**The task**
Each line in the records below that has the word "shirt" should be copied.

#### Available records ####

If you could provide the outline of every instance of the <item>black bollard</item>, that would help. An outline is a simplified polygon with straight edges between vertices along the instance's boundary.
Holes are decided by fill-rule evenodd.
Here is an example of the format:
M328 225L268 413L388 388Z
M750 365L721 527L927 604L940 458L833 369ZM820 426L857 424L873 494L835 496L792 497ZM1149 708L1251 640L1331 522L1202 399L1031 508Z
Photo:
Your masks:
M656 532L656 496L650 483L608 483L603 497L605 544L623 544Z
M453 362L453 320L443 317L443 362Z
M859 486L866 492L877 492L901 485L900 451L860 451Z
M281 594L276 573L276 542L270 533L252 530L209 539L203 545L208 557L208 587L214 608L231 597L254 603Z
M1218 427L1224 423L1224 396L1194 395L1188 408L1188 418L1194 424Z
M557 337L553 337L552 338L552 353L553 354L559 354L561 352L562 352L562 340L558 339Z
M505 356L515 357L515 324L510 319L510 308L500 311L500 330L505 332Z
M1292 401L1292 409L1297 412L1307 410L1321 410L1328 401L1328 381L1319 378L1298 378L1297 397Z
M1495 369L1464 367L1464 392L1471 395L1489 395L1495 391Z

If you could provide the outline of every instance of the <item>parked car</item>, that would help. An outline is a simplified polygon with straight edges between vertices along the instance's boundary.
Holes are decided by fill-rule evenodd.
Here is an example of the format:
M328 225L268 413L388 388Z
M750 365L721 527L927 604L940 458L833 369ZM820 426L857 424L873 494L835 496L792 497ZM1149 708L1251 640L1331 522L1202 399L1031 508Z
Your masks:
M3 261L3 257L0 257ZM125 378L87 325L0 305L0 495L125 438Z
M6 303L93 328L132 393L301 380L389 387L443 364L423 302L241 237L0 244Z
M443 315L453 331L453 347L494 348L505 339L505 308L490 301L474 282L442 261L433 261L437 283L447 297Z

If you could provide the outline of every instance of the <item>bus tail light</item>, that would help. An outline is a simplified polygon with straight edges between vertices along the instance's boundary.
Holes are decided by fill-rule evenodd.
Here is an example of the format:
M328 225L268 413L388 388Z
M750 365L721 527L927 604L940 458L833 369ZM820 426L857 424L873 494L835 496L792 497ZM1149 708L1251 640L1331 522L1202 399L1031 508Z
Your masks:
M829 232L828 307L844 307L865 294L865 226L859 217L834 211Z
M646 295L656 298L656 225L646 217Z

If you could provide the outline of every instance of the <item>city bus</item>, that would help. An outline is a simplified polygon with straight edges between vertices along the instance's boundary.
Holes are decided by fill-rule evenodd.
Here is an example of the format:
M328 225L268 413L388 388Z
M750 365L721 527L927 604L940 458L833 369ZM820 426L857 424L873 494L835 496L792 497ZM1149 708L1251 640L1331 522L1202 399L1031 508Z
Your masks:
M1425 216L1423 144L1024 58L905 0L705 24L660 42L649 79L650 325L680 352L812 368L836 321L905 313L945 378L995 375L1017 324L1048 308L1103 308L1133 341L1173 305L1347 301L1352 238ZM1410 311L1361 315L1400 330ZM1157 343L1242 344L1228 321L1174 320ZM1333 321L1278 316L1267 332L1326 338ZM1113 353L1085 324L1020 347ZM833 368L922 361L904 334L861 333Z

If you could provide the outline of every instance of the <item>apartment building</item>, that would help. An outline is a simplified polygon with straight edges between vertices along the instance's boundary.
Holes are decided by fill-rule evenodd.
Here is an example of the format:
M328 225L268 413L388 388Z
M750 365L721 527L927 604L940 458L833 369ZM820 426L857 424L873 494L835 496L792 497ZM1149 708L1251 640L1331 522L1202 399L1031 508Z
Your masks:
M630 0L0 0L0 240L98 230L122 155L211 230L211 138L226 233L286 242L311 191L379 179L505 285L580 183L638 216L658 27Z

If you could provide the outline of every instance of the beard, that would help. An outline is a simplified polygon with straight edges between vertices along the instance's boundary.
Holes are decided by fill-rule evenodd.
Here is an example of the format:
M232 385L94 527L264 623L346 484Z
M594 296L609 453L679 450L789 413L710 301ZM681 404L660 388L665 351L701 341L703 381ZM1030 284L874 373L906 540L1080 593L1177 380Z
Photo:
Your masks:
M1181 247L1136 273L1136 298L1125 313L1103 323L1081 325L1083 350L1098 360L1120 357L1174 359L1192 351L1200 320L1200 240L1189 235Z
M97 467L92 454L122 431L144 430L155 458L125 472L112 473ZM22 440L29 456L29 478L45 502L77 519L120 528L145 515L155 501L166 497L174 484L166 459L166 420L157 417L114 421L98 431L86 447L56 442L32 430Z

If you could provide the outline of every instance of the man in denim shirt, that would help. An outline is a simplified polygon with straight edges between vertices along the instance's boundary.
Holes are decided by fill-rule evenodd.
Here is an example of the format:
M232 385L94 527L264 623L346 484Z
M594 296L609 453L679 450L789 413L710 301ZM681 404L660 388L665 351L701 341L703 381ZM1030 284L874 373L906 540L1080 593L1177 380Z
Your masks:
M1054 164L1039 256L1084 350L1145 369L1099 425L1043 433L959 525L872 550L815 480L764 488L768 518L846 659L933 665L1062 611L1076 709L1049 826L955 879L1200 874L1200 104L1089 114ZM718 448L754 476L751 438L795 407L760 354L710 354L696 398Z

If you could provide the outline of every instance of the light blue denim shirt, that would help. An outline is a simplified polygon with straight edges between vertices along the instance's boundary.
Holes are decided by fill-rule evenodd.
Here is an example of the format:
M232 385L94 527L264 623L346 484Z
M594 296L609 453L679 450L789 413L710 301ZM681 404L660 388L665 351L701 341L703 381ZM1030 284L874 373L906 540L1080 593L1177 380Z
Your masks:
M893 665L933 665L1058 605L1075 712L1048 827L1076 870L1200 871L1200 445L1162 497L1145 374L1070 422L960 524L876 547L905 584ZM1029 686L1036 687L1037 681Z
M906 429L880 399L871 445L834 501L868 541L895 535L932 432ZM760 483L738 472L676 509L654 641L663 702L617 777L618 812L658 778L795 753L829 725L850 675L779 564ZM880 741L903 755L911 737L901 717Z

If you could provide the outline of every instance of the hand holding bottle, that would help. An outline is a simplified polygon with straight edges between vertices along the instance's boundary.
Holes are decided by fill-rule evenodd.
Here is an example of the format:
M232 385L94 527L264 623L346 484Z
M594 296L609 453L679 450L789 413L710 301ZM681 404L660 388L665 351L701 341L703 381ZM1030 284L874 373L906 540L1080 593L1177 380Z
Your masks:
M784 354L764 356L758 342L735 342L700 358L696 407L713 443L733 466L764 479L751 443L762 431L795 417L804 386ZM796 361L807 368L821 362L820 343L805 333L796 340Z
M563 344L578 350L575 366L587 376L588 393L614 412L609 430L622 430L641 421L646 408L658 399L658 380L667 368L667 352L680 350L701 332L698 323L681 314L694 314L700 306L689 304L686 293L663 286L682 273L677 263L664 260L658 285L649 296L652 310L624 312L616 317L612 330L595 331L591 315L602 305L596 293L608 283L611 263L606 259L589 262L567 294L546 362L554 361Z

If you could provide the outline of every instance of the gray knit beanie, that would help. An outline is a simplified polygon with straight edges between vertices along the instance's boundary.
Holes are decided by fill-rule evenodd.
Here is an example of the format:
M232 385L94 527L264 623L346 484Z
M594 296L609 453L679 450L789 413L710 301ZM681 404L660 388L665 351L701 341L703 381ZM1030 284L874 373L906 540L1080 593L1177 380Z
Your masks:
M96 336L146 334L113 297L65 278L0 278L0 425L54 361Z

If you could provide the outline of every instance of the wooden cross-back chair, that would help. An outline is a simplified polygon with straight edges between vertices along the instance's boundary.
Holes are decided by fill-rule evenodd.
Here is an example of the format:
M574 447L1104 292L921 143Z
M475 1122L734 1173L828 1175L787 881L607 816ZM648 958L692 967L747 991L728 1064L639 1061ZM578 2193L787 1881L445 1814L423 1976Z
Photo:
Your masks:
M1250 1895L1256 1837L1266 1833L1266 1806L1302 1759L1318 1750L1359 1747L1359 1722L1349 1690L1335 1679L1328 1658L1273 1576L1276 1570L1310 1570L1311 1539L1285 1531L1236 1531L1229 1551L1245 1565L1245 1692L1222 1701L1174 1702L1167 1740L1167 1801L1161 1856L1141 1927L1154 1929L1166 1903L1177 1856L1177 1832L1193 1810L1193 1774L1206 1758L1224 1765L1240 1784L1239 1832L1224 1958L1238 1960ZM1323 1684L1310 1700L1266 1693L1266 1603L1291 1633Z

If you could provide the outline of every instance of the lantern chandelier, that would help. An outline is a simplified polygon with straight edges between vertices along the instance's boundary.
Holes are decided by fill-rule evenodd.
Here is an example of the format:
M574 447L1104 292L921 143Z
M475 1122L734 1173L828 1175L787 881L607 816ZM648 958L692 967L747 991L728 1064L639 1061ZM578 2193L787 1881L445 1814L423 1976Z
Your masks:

####

**Output of the task**
If you could provide the outline of every instance of the man in denim shirt, that would help. An outline is a simplified polygon with straight edges between vertices along the instance's boundary.
If you could provide the outline of every instance of the light blue denim shirt, that would help. An outline is a simplified polygon with straight edges between vertices along the instance's boundary.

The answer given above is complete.